Problem to solve:
Set down the data below in full, exactly as it reads, but without the pictures.
BEGIN Data to use
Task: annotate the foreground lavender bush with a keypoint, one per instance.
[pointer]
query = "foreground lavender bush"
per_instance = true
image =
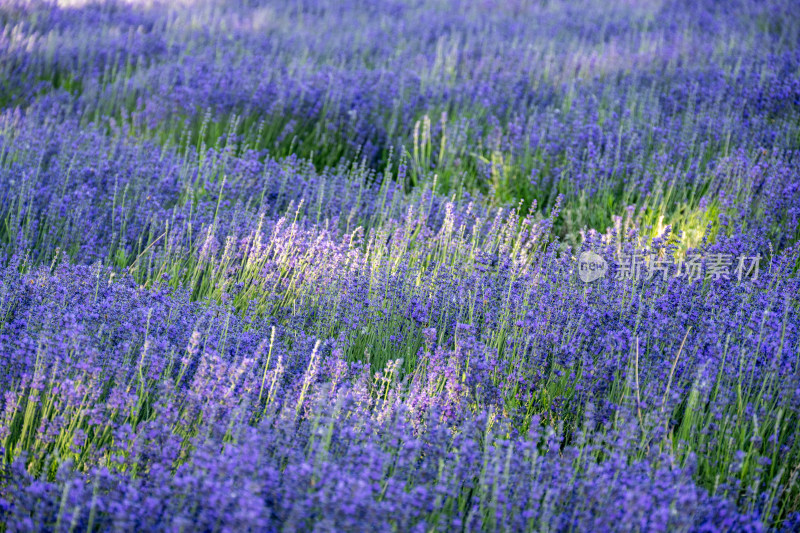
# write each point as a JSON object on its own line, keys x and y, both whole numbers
{"x": 322, "y": 266}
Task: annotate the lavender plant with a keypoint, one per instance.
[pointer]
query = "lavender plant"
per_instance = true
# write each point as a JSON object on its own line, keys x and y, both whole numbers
{"x": 321, "y": 266}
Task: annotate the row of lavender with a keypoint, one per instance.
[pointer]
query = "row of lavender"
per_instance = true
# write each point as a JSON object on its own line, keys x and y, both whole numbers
{"x": 203, "y": 329}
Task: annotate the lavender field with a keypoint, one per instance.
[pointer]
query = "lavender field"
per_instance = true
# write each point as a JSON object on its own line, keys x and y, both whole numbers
END Data to use
Exercise solution:
Task: annotate the foreground lavender bush with a keypoint, one per instance.
[pointer]
query = "foreground lavender bush"
per_instance = true
image =
# write each point as a JSON object on its own line, keys x and y, both whole numbers
{"x": 322, "y": 266}
Task: annotate the lavender plant with a keypoint, one per instance.
[pointer]
query = "lavender plant"
per_instance = true
# write each point as a JSON object on its own line, keys x and y, both whole numbers
{"x": 321, "y": 266}
Task: annotate the row of lavender with a keypoint, one per instance.
[pointer]
query = "row of lavender"
per_instance = true
# write each point as a JSON object on its own line, keys x and y, both whole numbers
{"x": 203, "y": 329}
Task: annotate the lavender field with a keypoint, one per instance.
[pointer]
query = "lavender field"
per_instance = true
# write each point as a JSON object on its own line, keys x and y, both whole numbers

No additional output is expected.